ZIP code or genetic code?
When it comes to disease and health, which is more powerful—zip code or genetic code?
The degree to which nature and nurture affect disease and health remains one of the eternal—and still unanswerable—questions in medicine.
Now a team of investigators from Harvard Medical School and the University of Queensland in Australia have tackled this question in a decidedly novel way.
In what the researchers describe as a coup for big data and a scientific first, the team has used a massive insurance database of nearly 45 million people in the United States including thousands of twin pairs to determine the effects of genes and environment in 560 common conditions. The diseases analyzed span 23 categories, ranging from cardiovascular illness and neuromuscular diseases to skeletal conditions.
The work, published Jan. 14 in Nature Genetics, is thought to provide the largest assessment of U.S. twins to date, the researchers said. It is also the first one to go beyond the traditional one-disease-at-a-time approach and analyze hundreds of the most common conditions among more than 56,000 twin pairs. To date, most twin or familial studies of genes and environment have looked at a single disease or one environmental factor at a time.

Provided information:
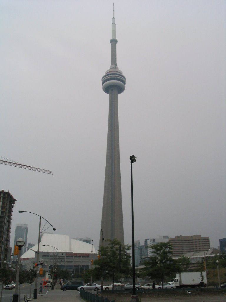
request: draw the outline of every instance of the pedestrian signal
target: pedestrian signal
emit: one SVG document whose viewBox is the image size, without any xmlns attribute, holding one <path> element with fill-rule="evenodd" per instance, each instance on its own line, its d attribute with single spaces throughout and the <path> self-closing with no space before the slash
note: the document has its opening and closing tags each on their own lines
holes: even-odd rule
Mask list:
<svg viewBox="0 0 226 302">
<path fill-rule="evenodd" d="M 19 255 L 19 246 L 17 245 L 14 246 L 14 255 Z"/>
</svg>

What you will do:
- A) Using the passage on ZIP code versus genetic code, say whether each statement agrees with it, answering yes or no and quoting the deciding words: (i) The insurance database covered nearly 45 million people. (ii) The study was published in Nature Genetics on Jan. 24. (iii) The diseases analyzed span 23 categories.
- B) According to the passage on ZIP code versus genetic code, how many twin pairs did the analysis include?
The lines have nothing to do with this work.

Exercise answers:
- A)
(i) Yes: "a massive insurance database of nearly 45 million people in the United States"
(ii) No: "published Jan. 14 in Nature Genetics"
(iii) Yes: "The diseases analyzed span 23 categories"

- B) More than 56,000 twin pairs.